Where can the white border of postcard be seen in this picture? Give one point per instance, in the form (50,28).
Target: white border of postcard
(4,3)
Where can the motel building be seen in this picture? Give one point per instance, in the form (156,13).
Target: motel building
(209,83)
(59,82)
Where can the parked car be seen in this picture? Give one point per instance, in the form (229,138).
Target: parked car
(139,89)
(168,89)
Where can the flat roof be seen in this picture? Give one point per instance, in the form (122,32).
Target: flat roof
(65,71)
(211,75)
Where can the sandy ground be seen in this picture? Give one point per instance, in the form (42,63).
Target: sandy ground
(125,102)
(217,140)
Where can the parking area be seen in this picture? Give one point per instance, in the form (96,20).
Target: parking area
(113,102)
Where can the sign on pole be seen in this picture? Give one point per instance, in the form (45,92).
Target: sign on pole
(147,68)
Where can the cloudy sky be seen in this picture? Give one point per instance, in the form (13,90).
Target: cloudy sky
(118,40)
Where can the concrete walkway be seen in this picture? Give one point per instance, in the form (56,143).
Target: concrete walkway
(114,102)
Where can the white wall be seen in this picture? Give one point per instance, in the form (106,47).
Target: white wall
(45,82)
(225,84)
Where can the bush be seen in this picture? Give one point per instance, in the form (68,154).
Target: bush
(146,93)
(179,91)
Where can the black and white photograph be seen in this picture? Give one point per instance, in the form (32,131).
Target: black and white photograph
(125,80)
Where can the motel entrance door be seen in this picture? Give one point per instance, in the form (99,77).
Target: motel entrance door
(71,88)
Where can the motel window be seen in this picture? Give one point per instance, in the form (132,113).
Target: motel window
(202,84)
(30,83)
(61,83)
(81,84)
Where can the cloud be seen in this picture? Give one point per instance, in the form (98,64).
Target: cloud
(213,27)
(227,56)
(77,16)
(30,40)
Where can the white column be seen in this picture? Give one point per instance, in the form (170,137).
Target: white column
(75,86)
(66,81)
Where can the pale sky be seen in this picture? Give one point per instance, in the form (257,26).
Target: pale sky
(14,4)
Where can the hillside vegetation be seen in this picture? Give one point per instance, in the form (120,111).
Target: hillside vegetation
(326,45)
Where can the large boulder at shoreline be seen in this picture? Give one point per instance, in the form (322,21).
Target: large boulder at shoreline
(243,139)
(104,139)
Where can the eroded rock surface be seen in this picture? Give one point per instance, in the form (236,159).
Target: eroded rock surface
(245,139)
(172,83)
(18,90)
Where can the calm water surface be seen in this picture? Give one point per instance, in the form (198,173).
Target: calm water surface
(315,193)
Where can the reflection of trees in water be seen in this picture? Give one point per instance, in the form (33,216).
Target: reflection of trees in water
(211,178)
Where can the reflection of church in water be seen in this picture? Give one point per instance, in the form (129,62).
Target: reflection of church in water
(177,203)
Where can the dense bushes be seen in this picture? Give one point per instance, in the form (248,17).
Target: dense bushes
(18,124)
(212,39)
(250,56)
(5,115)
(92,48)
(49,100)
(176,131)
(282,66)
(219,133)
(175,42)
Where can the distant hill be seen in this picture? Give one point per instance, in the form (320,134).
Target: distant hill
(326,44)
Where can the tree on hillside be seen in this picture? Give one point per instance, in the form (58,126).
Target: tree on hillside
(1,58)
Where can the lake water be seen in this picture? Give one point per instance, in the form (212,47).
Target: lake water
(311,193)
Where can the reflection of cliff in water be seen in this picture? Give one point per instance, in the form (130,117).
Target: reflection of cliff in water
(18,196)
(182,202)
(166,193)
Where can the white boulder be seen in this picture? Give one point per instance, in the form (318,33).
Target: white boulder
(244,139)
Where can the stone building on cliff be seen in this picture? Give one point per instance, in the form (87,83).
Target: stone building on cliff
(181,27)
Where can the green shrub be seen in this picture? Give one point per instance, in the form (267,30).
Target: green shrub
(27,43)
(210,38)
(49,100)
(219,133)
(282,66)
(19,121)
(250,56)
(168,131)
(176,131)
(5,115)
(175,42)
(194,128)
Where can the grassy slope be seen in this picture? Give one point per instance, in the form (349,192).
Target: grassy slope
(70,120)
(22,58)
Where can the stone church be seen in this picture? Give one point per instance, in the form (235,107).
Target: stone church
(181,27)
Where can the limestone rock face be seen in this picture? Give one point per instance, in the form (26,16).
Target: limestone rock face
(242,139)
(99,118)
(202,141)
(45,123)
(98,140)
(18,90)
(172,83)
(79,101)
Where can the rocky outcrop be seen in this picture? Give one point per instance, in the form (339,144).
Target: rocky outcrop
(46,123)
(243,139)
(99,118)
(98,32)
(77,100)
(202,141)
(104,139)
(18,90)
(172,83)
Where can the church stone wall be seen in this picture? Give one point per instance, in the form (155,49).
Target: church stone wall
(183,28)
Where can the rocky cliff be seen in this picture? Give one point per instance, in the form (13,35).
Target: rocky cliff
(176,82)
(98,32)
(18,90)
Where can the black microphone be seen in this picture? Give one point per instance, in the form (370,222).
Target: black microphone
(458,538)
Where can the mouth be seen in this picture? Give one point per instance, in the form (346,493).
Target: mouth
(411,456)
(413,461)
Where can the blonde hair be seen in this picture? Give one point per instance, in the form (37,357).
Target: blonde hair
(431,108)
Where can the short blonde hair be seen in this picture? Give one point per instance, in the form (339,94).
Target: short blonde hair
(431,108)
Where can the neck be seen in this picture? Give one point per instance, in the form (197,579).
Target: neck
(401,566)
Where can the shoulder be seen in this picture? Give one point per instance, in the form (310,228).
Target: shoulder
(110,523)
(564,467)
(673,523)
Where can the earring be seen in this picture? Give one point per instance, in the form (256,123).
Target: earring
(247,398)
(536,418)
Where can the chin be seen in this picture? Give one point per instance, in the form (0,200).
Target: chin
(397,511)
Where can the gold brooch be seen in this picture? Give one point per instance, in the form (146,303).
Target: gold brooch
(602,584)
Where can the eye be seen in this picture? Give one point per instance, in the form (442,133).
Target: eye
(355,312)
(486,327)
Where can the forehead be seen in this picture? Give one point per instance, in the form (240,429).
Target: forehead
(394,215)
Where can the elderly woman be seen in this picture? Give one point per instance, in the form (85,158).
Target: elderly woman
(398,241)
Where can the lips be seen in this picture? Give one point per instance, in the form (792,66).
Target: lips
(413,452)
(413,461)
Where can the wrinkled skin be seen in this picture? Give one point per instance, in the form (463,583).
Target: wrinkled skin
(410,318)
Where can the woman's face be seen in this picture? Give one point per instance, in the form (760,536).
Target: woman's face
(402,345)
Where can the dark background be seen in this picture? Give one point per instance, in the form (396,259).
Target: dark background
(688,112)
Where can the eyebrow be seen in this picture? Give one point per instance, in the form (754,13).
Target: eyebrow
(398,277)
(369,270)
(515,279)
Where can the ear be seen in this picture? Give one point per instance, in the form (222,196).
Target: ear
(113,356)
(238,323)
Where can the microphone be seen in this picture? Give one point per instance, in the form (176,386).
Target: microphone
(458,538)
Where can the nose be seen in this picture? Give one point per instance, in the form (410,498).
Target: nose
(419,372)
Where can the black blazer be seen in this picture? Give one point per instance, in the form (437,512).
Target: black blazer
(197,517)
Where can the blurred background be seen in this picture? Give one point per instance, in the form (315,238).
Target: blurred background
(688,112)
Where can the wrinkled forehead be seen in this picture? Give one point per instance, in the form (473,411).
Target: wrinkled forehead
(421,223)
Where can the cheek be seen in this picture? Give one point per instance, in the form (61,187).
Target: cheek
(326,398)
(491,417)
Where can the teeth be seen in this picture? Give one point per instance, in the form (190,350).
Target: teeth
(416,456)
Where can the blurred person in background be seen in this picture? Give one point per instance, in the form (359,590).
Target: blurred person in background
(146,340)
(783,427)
————
Reproduce the listing exactly. Every line stays as it is.

§ **ANSWER SECTION**:
Where can the white border of postcard be seen in this picture? Give one point per instance, in the form (50,28).
Target: white border of postcard
(4,3)
Where can the motel building be seen in this picture? Give one point per instance, in the form (156,13).
Target: motel building
(209,83)
(59,82)
Where can the parked car be seen in this picture? Give one point per instance, in the form (229,138).
Target: parked car
(139,89)
(168,89)
Where can the flat roof be seen in this picture? Give one point per instance, in the form (122,32).
Target: flat roof
(65,71)
(211,75)
Where can the sandy ground be seen in this picture? Give one point per instance, in the form (42,63).
Target: sandy ground
(125,102)
(217,140)
Where can the parking area be seen in this picture? Give one point per instance, in the form (96,20).
Target: parking area
(113,102)
Where can the sign on pole be seen in this picture? Give one point per instance, in the form (45,92).
Target: sign on pole
(147,68)
Where can the cloudy sky be seen in this picture? Give one point per instance, in the form (13,90).
Target: cloudy sky
(118,40)
Where can the concrete walkway be seen in this picture? Give one point per instance, in the form (56,143).
Target: concrete walkway
(114,102)
Where can the white wall be seen in this picture? Give one point per instance, in the form (106,47).
Target: white wall
(45,82)
(225,84)
Where can the bush be seen in this picture? Give one point per instance, in the form (68,154).
Target: bush
(146,93)
(179,91)
Where can the black and white photograph be seen in this picture? Give one point per instance, in the form (32,131).
Target: black and white photograph
(125,80)
Where can the motel entrance door be seen in this picture? Give one point per instance, in the form (99,77).
Target: motel entrance door
(71,88)
Where can the motel window be seen in this picture? Give one point per instance, in the form (132,113).
Target: motel window
(202,84)
(30,83)
(61,83)
(81,84)
Where can the cloud be seen in this picture? Give one point per instance, in the form (98,64).
Target: cloud
(213,27)
(227,56)
(77,16)
(30,40)
Where can the white column be seen in this picture? Give one point per instance, in the form (170,137).
Target: white column
(75,86)
(66,81)
Where can the pale sky be seen in this picture? Give one point per instance, in the form (257,26).
Target: pale sky
(14,4)
Where can the hillside vegetation be seen in this picture? Give one point per instance, in the form (120,111).
Target: hillside vegetation
(326,45)
Where can the large boulder at shoreline be seen in this picture? Give one point per instance, in the form (322,21).
Target: large boulder at shoreline
(243,139)
(104,139)
Where can the eroded rock surface be seen in this picture? Give one point per instance, in the form (236,159).
Target: eroded rock surface
(245,139)
(172,83)
(18,90)
Where can the calm water surface be seen in this picture? Give one point per instance, in the form (198,173).
Target: calm water surface
(315,193)
Where can the reflection of trees in water be seen in this picture? Give one point per instance, in the form (33,216).
Target: reflection of trees in water
(211,178)
Where can the reflection of church in water be seen in this picture? Give one point per instance, in the form (129,62).
Target: reflection of church in water
(177,203)
Where can the dense bushes be seen in this picture? Give one point per instance, in the form (248,17).
Target: dense bushes
(18,124)
(212,39)
(250,56)
(5,115)
(92,48)
(49,100)
(176,131)
(282,66)
(219,133)
(175,42)
Where can the distant hill be seen in this picture? Give one point per instance, in the form (320,134).
Target: distant hill
(326,44)
Where can the tree on hillside be seen in this picture? Give one point per instance, in the form (58,126).
Target: tree on hillside
(1,58)
Where can the lake water be seen in this picture? Give one point per instance, in the form (212,47).
Target: lake water
(311,193)
Where can the reflection of cliff in water be seen in this picture? Give one point per instance, in the form (130,117).
Target: reflection of cliff in water
(18,196)
(182,202)
(166,193)
Where can the white boulder be seen in this picture? Give one point per instance, in the form (318,33).
Target: white boulder
(244,139)
Where can the stone building on cliff be seen in this picture? Give one point per instance, in the form (87,83).
Target: stone building on cliff
(181,27)
Where can the green shrub be seen in this picture? Give one point per instance, in the form (267,30).
Target: green shrub
(27,43)
(210,38)
(49,100)
(219,133)
(282,66)
(19,121)
(250,56)
(168,131)
(176,131)
(5,115)
(175,42)
(194,128)
Where can the grassy slope be seen in this picture? Give one point per instance, in the form (349,192).
Target: grassy slope
(70,120)
(22,58)
Where can the stone church be seen in this picture? Give one point per instance, in the form (235,107).
Target: stone church
(181,27)
Where can the limestone rock face be seen in this picture? Give one point per instance, in the form (26,16).
Target: limestone rock face
(242,139)
(99,118)
(202,141)
(45,123)
(98,140)
(18,90)
(172,83)
(79,101)
Where can the rocky outcrop be seen in this picture? Give one point per instance, in the form (339,144).
Target: rocky outcrop
(46,123)
(243,139)
(99,118)
(98,32)
(77,100)
(202,141)
(104,139)
(18,90)
(172,83)
Where can the church stone wall be seen in this picture? Give one point per instance, in the form (155,49).
Target: church stone wall
(183,28)
Where can the rocky cliff be seen in this picture? Give one point per instance, in the form (13,35).
Target: rocky cliff
(176,82)
(98,32)
(18,90)
Where can the black microphone be seen in this picture? Give one point per instance, in the form (370,222).
Target: black microphone
(458,538)
Where can the mouth be seen in this picture? Give one point per instance, in the form (346,493).
Target: mouth
(411,456)
(413,461)
Where can the blonde hair be seen in this picture? Give one point per instance, in the form (37,357).
Target: blonde hair
(431,108)
Where can the short blonde hair be seen in this picture? Give one point per instance, in the form (339,94).
Target: short blonde hair
(431,108)
Where can the neck be seen in this picture? Give one point per instance, in the form (197,579).
Target: neck
(401,566)
Where can the shoulder be seen in this picture? Give one point per instance, in the form (310,228).
Target: shoulder
(110,523)
(564,467)
(673,523)
Where can the earring be seen in this picture? Give one point per instance, in the form (256,123).
Target: earring
(247,398)
(536,418)
Where can the chin be seen in this picture? Give one point per instance, in the form (0,200).
Target: chin
(397,511)
Where can the gold brooch be seen in this picture? Give one point per instance, in the form (146,303).
Target: gold brooch
(602,584)
Where can the eye be seen in this picture? Give one point per instance, in the form (442,133).
Target: eye
(355,312)
(486,327)
Where can the forehead be seen in this picture? Give one point per instance, in the form (240,429).
Target: forehead
(394,215)
Where can the elderly woman be seen in this picture? Give one point per instance, in the form (85,158).
Target: elderly woman
(398,241)
Where can the lips be seen in this picture? Give one point per instance, in the form (792,66).
Target: lips
(413,452)
(413,461)
Where can the wrinkled skin be seen in this picture? Give one point per instance, in the form (463,583).
Target: wrinkled skin
(410,318)
Where can the woman's face be seen in this picture? Give one point per instance, in the form (760,536).
Target: woman's face
(402,345)
Where can the dark background be seen in this picture? Give one point per instance, in the form (396,259).
Target: dark background
(688,112)
Where can the eyebrow be seen in this picture? Give one point per instance, in the form (754,13).
Target: eyebrow
(398,277)
(369,270)
(515,279)
Where can the ear be seen in this picture? Give one point per instance, in the form (222,196).
Target: ear
(113,356)
(238,323)
Where can the microphone be seen in this picture? Give one point per instance, in the form (176,386).
Target: microphone
(458,538)
Where can the nose be seen in this picture? Give one point per instance, in the form (410,498).
Target: nose
(419,372)
Where can the black blazer be seen in this picture? Give one point per instance, in the form (437,512).
Target: black blazer
(197,517)
Where can the blurred background be seen in this picture? Give one point per instance, in the form (315,238).
Target: blurred background
(688,112)
Where can the wrinkled forehead be seen in this picture? Give one point per instance, in the form (473,411).
Target: wrinkled forehead
(421,223)
Where can the cheek be seen in this picture? Give one point per instance, in the form (61,187).
Target: cheek
(326,398)
(491,417)
Where can the teeth be seen in this picture? Give one point per instance, in the form (190,350).
Target: teeth
(416,456)
Where can the blurred person in background be seen in this picture? Give one point per instance, in the form (359,590).
Target: blurred person in background
(146,340)
(783,427)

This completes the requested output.